-- FRAGMENTO DE PÁGINA --
##############################

Agapito tras comprar el club a Alfonso Soláns.

 

Agapito Iglesias aparece en el trono del mal de esta atroz historia que, sin embargo, consta de capítulos por separado. Bajo su gobierno, que ya adquirió con una suculenta deuda, hubo de todo: el caso Matuzalem; las sospechas de compra de partidos, la intermediación en la compra-venta de futbolistas y no solo como testigo; sus reuniones infinitas y ficticias en muchos casos con fondos de inversión de perfiles fantasma. Exprimió hasta la última gota de un equipo sin sangre al que mantenía con aliento por obra y gracia de un especulación inmobiliaria jaleda por el socialismo de la época. En ese baile de máscaras y aberraciones, Eduardo Bandrés, prestigioso doctor de Ciencias Económicas y Empresariales, diputado por el PSOE en las Cortes de Aragón y con enemigos dentro del propio partido se sentó en el sillón de la presidencia con un sueldo que ni hubiera soñado como docente ni como político. Cada día, con manifestaciones masivas antes de los partidos contra la gestión del empresario soriano, fueron sucediéndose rumores y apariciones de grupos interesados, cada uno en su formato, por hacerse con las acciones de Agapito. El abogado zaragozano José Antonio Visús encabezó una campaña de crowdfunding que no cuajó pese a la nobleza de la propuesta, devolver el Zaragoza al pueblo. Se cruzaron intereses holandeses, alemanes, mexicanos, árabes. Hasta la irrupción exótica de Kadir Sheikh y su séquito de compradores invisible, farsa en la que con toda la buena voluntad del mundo creyeron zaragocistas de cuna, entre ellos Nayim. Cuando el rizo no daba para más en una situación trufada de bochornos, se sumó un grupo empresarios aragoneses que lideraba Mariano Casasnovas y al que pertenecía Javier Lasheras para hacerse con un paquete accionarial que el propio Agapito recuperó a través de una cláusula para donar el 72% a la Fundación 2032 y el 18% a los abonados.

##############################

-- DATOS MOSTRADOS --
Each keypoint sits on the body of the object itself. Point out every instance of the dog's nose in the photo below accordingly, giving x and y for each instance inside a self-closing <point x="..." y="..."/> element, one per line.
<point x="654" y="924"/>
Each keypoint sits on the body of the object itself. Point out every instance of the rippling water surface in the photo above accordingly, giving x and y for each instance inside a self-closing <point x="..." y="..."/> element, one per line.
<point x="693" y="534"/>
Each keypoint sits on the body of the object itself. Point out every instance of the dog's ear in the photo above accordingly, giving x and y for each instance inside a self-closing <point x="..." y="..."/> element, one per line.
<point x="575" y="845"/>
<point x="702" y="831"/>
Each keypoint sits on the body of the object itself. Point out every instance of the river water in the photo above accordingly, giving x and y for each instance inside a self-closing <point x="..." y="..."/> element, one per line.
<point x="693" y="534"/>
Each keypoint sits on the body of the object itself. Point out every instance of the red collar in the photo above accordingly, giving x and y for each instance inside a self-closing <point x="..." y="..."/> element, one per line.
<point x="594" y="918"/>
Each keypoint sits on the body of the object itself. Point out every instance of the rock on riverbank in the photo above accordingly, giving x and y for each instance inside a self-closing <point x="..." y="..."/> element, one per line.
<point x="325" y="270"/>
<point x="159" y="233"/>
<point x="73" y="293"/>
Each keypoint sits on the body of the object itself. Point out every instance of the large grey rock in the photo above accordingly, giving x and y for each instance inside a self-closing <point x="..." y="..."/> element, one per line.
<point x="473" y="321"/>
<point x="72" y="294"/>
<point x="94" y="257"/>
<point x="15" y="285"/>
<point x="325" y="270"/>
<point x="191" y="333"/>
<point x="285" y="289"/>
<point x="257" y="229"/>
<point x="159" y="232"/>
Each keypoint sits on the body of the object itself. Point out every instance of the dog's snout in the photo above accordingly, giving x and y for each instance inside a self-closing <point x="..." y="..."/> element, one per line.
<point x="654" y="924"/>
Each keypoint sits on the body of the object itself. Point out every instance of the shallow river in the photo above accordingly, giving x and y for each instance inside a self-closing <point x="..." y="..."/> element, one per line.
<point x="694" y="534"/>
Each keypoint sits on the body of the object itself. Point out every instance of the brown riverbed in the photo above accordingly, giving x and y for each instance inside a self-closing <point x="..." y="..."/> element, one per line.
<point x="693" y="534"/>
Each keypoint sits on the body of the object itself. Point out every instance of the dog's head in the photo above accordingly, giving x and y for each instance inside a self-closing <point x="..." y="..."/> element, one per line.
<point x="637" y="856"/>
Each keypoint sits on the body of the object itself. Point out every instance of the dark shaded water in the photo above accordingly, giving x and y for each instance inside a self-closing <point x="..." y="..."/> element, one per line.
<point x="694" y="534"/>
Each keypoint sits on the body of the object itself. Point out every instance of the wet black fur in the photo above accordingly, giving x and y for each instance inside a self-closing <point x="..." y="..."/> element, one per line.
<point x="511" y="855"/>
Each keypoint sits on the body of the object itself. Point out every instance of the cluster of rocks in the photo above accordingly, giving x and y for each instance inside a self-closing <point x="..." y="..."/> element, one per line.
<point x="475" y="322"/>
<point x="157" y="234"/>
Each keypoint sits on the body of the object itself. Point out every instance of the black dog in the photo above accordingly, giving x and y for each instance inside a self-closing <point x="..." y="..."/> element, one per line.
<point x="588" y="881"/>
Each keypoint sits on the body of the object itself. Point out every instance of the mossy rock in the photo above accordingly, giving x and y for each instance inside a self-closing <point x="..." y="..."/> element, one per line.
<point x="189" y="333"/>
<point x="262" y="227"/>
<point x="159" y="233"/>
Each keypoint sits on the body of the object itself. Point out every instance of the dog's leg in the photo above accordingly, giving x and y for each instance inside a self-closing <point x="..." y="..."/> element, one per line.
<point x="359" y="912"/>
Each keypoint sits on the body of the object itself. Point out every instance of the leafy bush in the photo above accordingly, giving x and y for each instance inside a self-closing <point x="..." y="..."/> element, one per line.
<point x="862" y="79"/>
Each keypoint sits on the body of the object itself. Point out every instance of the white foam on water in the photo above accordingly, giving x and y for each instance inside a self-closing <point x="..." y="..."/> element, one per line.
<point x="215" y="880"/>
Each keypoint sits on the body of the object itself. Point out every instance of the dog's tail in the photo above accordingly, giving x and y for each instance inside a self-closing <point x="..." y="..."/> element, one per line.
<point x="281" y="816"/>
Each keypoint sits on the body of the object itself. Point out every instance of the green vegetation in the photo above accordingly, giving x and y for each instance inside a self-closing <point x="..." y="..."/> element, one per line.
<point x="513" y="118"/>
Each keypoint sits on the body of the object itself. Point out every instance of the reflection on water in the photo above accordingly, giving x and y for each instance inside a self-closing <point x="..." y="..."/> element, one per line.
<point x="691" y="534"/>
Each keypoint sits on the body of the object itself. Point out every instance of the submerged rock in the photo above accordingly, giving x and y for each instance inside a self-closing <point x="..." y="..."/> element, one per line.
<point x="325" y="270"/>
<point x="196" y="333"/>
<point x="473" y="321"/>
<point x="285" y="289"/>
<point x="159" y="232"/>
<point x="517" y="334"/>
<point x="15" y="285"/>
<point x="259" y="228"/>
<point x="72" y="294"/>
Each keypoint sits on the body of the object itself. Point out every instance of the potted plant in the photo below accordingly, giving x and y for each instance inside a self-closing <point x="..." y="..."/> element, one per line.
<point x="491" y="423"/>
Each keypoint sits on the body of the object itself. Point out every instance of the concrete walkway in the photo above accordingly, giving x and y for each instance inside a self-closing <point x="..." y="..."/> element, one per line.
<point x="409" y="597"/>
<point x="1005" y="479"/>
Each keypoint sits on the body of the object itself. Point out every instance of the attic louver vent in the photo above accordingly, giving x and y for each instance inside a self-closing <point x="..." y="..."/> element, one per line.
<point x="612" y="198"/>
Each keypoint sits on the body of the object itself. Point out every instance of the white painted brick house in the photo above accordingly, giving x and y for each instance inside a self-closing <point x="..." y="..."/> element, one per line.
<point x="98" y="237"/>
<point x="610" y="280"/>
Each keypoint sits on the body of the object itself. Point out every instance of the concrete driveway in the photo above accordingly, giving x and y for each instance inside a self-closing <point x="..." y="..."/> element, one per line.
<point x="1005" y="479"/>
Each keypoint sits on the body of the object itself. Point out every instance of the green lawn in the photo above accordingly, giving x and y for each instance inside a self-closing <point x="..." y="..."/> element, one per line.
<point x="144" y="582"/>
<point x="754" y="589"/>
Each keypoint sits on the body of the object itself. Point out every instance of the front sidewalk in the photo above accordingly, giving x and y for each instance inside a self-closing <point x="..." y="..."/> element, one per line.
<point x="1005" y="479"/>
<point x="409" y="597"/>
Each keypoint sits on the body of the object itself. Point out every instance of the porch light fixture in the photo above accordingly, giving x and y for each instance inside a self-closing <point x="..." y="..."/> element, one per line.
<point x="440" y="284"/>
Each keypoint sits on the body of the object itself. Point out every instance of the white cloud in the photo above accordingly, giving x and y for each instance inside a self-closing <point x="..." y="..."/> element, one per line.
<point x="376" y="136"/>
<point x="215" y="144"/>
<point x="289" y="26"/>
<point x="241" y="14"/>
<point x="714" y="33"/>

##############################

-- QUÉ HACER --
Según el fragmento, ¿qué porcentaje del paquete accionarial recuperado iba a donar Agapito a la Fundación 2032?

-- RESPUESTA A CONTINUACIÓN --
El 72 %.